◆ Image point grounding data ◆
****
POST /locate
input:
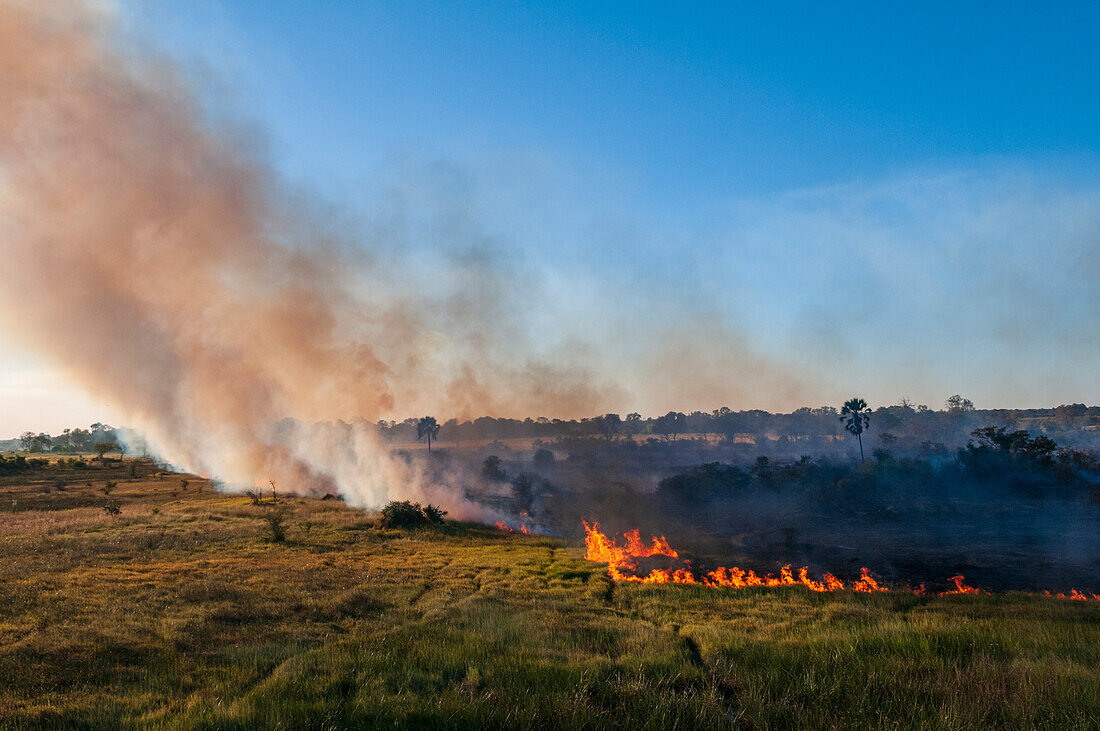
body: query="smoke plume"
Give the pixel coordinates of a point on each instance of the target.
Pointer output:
(153, 256)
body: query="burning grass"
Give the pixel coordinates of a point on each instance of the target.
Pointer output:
(180, 612)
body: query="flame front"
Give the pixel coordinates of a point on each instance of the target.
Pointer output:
(623, 564)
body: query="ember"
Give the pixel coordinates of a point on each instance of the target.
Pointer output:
(623, 566)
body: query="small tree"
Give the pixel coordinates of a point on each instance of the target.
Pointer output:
(492, 469)
(542, 458)
(856, 414)
(276, 524)
(427, 428)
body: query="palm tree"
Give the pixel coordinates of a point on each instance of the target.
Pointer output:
(856, 414)
(427, 427)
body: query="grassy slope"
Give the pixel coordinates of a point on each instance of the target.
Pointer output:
(188, 617)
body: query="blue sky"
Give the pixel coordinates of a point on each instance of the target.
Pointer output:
(747, 159)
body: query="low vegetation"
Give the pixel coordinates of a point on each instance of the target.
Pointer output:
(180, 611)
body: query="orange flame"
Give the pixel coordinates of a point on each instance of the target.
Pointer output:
(959, 587)
(623, 561)
(623, 564)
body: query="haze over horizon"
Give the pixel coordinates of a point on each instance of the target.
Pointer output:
(748, 208)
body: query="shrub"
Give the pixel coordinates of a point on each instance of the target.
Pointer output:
(403, 513)
(276, 524)
(433, 513)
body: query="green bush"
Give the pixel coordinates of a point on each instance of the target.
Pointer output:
(403, 513)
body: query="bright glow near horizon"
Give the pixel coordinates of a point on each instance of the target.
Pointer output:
(886, 202)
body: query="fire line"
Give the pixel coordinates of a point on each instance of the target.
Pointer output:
(623, 566)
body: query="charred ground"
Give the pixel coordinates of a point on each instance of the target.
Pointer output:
(182, 610)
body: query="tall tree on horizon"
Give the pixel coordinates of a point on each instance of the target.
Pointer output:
(856, 414)
(427, 428)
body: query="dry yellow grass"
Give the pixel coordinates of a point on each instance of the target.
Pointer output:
(182, 612)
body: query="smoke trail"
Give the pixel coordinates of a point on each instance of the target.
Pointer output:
(152, 256)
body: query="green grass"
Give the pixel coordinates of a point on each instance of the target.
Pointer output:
(189, 617)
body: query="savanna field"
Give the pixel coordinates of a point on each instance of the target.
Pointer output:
(183, 610)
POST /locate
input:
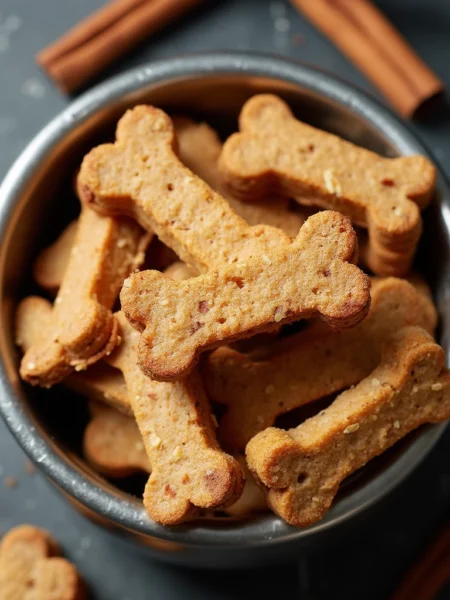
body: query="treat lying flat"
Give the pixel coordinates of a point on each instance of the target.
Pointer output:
(314, 365)
(31, 569)
(141, 176)
(105, 251)
(199, 149)
(51, 264)
(189, 470)
(274, 152)
(303, 467)
(112, 443)
(310, 277)
(100, 382)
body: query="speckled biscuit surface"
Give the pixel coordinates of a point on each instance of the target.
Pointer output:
(83, 329)
(189, 470)
(311, 277)
(303, 467)
(199, 149)
(30, 568)
(51, 264)
(112, 443)
(274, 152)
(315, 365)
(100, 382)
(141, 176)
(253, 499)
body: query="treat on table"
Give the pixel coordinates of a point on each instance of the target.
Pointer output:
(276, 153)
(31, 568)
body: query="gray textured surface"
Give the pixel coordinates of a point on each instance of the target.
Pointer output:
(365, 566)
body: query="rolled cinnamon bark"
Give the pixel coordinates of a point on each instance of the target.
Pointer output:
(371, 42)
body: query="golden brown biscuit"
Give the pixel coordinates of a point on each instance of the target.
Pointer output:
(189, 470)
(31, 569)
(311, 277)
(315, 364)
(199, 149)
(253, 499)
(141, 176)
(179, 271)
(112, 443)
(274, 152)
(51, 264)
(303, 467)
(83, 330)
(100, 382)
****
◆ TASK ◆
Every line above should be reproduced exactly, please, with no pictures included.

◆ RESPONSE BELOW ◆
POST /locate
input:
body: query="smoke plume"
Give the pixel coordinates of a point on each instance of the target.
Pointer output:
(153, 256)
body: query="burning grass"
Give the pixel coordinates of a point on each instance of the target.
Pointer output:
(180, 612)
body: query="flame front"
Give the pixel coordinates of a point on each instance of the target.
Pointer output:
(623, 564)
body: query="ember"
Give the pixel coordinates of a point on each instance of the target.
Pointer output:
(623, 566)
body: query="small tree"
Give the pixel coordinates of a point on each instance of the target.
Pointer output:
(492, 469)
(542, 458)
(856, 414)
(276, 524)
(427, 428)
body: query="palm tree"
Give the pixel coordinates of a point on each instance of the target.
Pointer output:
(856, 414)
(427, 427)
body: query="grassy slope"
Give the pixel coordinates of a point on each instance of the target.
Pointer output:
(188, 617)
body: query="blue sky"
Give the pixel coordinates of a point on each instance of the target.
Pointer output:
(747, 159)
body: query="low vegetation"
Give the pixel coordinates of a point on each instance of the target.
Pointer output:
(180, 611)
body: query="orange flame"
Give the pixel coordinates of a point on each instance of the target.
Pointer output:
(959, 587)
(623, 561)
(623, 564)
body: query="haze over horizon"
Give the pixel coordinates of a point on each instance of the target.
Pointer output:
(748, 208)
body: query="shrub"
Give the pixel coordinates of a point on each instance of the target.
Pointer output:
(403, 513)
(276, 524)
(433, 513)
body: query="green bush"
Give the pixel coordinates of a point on each instance of the target.
Pointer output:
(403, 513)
body: query="bright glow near horizon"
Give the pixel coordinates of a point on each instance of the target.
Pointer output:
(886, 202)
body: query="fire line"
Give the pixel coordinates of a point on each instance of the target.
Pointer output:
(623, 566)
body: query="charred ground"
Give the pixel coordinates of a point on each instance of the target.
Pointer output:
(182, 610)
body: query="tall tree on horizon"
Give the pixel coordinates of a point on each instance of the target.
Pointer output:
(856, 414)
(427, 428)
body: query="dry yellow grass"
Give the pixel coordinates of a point on each instance of the target.
Pointer output:
(182, 612)
body: query="smoke trail"
Give the pixel coordinates of a point on each instance of the target.
Pointer output:
(152, 256)
body: query="green grass"
Give the pixel coordinates of a point on each instance of the target.
Pointer output:
(189, 617)
body: query="savanna field"
Give the pixel coordinates of a point on each instance of the target.
Pointer output:
(183, 610)
POST /locate
input:
body: query="treat lying flat"
Give the pixel coordinates of a point on each instance of the target.
Pointer output:
(314, 365)
(31, 569)
(141, 176)
(105, 251)
(199, 149)
(51, 264)
(189, 470)
(274, 152)
(303, 467)
(112, 443)
(310, 277)
(100, 382)
body: query="speckled biscuit surface"
Give the pixel coordinates of a point on each instance of the target.
Pointer output:
(83, 329)
(189, 470)
(311, 277)
(303, 467)
(199, 149)
(30, 568)
(51, 264)
(112, 443)
(274, 152)
(315, 365)
(100, 382)
(141, 176)
(253, 499)
body: query="treat on table"
Give the pixel coordinates of a point on each instance of the target.
Pointer output:
(276, 153)
(31, 568)
body: query="gray textured surface"
Give the pixel coordinates of a point on each instance of the target.
Pointer output:
(365, 566)
body: query="rolled cinnamon bark"
Give the pixel coordinates of a point on each instance of the target.
Pointer output:
(371, 42)
body: query="golden brown biscuit"
Give the pixel coordinates of a point on each instance of the target.
Pointer output:
(189, 470)
(31, 569)
(311, 277)
(315, 364)
(199, 149)
(253, 499)
(141, 176)
(179, 271)
(112, 443)
(274, 152)
(51, 264)
(303, 467)
(83, 330)
(100, 382)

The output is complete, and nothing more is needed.